## Exercise instructions
Without any pictures, output the records exactly as they are.

## Available records
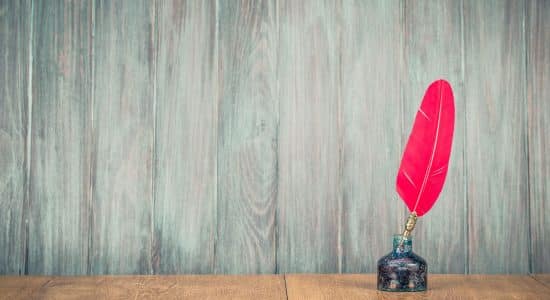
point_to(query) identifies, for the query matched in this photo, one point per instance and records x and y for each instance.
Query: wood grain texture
(20, 287)
(123, 138)
(496, 152)
(185, 137)
(144, 287)
(60, 154)
(14, 75)
(542, 278)
(371, 62)
(309, 197)
(538, 94)
(354, 286)
(433, 35)
(247, 141)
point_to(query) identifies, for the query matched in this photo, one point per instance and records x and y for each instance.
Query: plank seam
(464, 140)
(26, 203)
(154, 42)
(216, 230)
(277, 157)
(286, 287)
(92, 142)
(527, 143)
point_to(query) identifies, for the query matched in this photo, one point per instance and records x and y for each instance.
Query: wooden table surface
(291, 286)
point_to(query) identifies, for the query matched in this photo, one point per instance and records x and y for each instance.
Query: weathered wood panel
(496, 152)
(433, 35)
(371, 62)
(185, 137)
(123, 137)
(309, 197)
(538, 95)
(247, 142)
(60, 158)
(14, 75)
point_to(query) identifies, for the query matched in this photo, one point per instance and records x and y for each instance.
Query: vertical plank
(538, 94)
(247, 142)
(185, 139)
(60, 167)
(14, 71)
(123, 137)
(309, 196)
(495, 136)
(372, 62)
(433, 51)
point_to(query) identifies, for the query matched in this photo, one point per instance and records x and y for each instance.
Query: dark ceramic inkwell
(419, 182)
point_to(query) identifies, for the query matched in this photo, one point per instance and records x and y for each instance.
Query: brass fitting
(409, 226)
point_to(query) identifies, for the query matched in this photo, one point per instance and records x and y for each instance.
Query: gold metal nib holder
(409, 226)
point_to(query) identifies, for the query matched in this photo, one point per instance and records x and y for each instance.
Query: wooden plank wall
(167, 136)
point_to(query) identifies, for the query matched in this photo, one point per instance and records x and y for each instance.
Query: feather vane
(425, 161)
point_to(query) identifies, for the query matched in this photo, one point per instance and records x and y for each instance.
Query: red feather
(425, 161)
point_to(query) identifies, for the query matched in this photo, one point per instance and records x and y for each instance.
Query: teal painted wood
(538, 94)
(255, 137)
(185, 137)
(59, 212)
(372, 89)
(14, 80)
(309, 197)
(496, 153)
(435, 50)
(123, 118)
(247, 139)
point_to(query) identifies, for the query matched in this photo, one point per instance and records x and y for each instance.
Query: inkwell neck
(402, 245)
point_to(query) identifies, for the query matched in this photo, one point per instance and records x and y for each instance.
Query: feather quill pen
(425, 161)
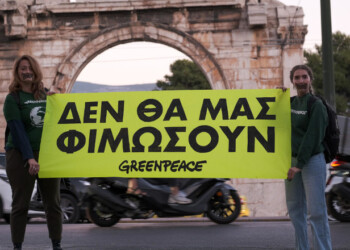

## Response for this exercise
point_to(query) identifies, for the query matched in this photo, one point per instance and records x and y for each instance.
Query: wood grain texture
(20, 287)
(123, 138)
(496, 152)
(185, 137)
(144, 287)
(60, 154)
(14, 75)
(542, 278)
(371, 62)
(309, 197)
(538, 94)
(354, 286)
(433, 35)
(247, 141)
point_to(query) identifies, for the query matched in this photo, one point per instance and records x and y for each instance.
Query: plank seam
(464, 140)
(26, 203)
(154, 42)
(216, 230)
(277, 157)
(286, 287)
(92, 142)
(527, 143)
point_to(query) identifies, for the query matched in this photo, one point per instance and records x and y for each instance.
Query: wooden table surface
(291, 286)
point_to(query) identifies, for the query matched in this photo, one point per instance and records x and y for each instance.
Query: weathered wood panel
(496, 152)
(433, 35)
(371, 62)
(185, 137)
(123, 137)
(309, 197)
(538, 95)
(247, 142)
(60, 158)
(14, 75)
point_to(query) identifies, for the query matched in this photo, one point per instance and records x and y for each instance.
Query: vertical plank
(538, 94)
(247, 142)
(185, 139)
(60, 167)
(14, 71)
(123, 137)
(309, 196)
(495, 136)
(372, 62)
(433, 51)
point_to(query) identifies, for the query matched in this photo, one point per instance and records x and y for each instance.
Query: dark ceramic inkwell
(419, 182)
point_to(query) identifies, for the query matched in this photo, one point per instance and records x and y for each instance.
Query: brass fitting
(409, 226)
point_to(query) identifies, for the query matched in this photo, one point per instance and records x and y for each instance.
Query: gold metal nib holder
(409, 226)
point_to(query) identifies, for the query matched in this photo, one point per instance and records x and y for each instance.
Query: wooden plank wall
(167, 136)
point_to(query) identifies, for the query matched in this photo, one point per instance and records x and y for each instance.
Query: feather vane
(425, 161)
point_to(query) identifies, for the query matched in this photo, one point per instance and records x and y for each instance.
Query: red feather
(425, 161)
point_to(query) identifies, for the query matched in this photo, one point per instance and records x and y for each instance.
Query: teal painted wood
(538, 94)
(255, 137)
(185, 137)
(59, 212)
(372, 89)
(14, 80)
(309, 197)
(496, 153)
(435, 50)
(123, 118)
(247, 139)
point_to(query) identifies, for the query matched in this photo, one point per instance and records x and y for each instance.
Query: inkwell neck
(402, 245)
point_to(query) identifies, for the query matched in this photo, one point per instance and records x and y for each instance.
Query: feather quill pen
(425, 161)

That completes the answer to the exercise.